● Region pointing data
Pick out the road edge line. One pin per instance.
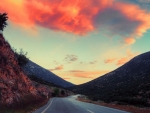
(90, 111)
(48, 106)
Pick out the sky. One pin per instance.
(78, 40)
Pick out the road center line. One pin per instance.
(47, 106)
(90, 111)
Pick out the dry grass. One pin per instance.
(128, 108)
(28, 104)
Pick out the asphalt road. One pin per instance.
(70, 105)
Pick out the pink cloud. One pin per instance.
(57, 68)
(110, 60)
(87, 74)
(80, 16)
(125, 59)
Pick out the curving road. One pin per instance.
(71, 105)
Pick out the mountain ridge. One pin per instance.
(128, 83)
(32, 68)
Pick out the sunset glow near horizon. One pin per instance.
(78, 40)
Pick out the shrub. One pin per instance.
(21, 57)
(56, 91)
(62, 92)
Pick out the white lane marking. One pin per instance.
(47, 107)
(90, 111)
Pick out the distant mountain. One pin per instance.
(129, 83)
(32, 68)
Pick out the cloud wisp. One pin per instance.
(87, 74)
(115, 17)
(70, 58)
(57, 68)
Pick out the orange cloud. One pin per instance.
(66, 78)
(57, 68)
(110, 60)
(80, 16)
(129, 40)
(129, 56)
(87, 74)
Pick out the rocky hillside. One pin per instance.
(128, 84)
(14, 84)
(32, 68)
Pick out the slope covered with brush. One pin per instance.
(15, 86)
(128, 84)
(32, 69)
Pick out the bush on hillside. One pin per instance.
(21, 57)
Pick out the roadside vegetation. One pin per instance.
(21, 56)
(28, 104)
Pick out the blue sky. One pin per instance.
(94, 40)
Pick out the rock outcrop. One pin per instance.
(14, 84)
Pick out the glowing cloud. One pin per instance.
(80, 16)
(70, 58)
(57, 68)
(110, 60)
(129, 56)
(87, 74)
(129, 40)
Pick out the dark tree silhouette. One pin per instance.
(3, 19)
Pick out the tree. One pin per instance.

● PROBLEM TO WORK ON
The answer must restate every entry word for word, with the pictures left out.

● WRITTEN ANSWER
Pick out the road edge line. One pin per instance.
(90, 111)
(48, 106)
Pick out the sky. One pin per instance.
(78, 40)
Pick out the road center line. One pin per instance.
(47, 106)
(90, 111)
Pick out the dry grass. One pin per instance.
(128, 108)
(28, 104)
Pick out the asphalt road. One pin per instance.
(70, 105)
Pick out the pink cloud. One pin per instance.
(57, 68)
(110, 60)
(87, 74)
(80, 16)
(125, 59)
Pick out the curving road. One pin per instance.
(71, 105)
Pick out the mountain ridge. One pin per instance.
(128, 83)
(32, 68)
Pick out the sunset glow near horizon. One pin per instance.
(78, 40)
Pick out the shrub. One pin per instance.
(21, 57)
(56, 91)
(62, 92)
Pick out the white lane marking. One pin per instance.
(47, 107)
(90, 111)
Pick out the distant mountain. One pin per instance.
(129, 83)
(32, 68)
Pick out the cloud wisp. One pin per instance.
(87, 74)
(115, 17)
(70, 58)
(57, 68)
Pick out the orange cloud. One pin per instance.
(66, 78)
(57, 68)
(110, 60)
(80, 16)
(129, 40)
(129, 56)
(87, 74)
Pick out the rocky hillside. One pin per instance.
(128, 84)
(14, 84)
(32, 68)
Pick out the slope covered with brush. One pin per instance.
(15, 86)
(128, 84)
(32, 69)
Pick out the bush on hillside. One pin per instance.
(21, 57)
Pick out the roadside vegetation. One pin per instance.
(21, 56)
(28, 104)
Pick out the blue sky. One pin per instance.
(94, 40)
Pick out the rock outcrop. One pin per instance.
(14, 84)
Pick out the glowing cloud. One pin per instance.
(80, 16)
(70, 58)
(57, 68)
(110, 60)
(129, 56)
(87, 74)
(129, 40)
Pick out the dark tree silhouette. One pin per instance.
(3, 19)
Pick out the tree. One pin per instance.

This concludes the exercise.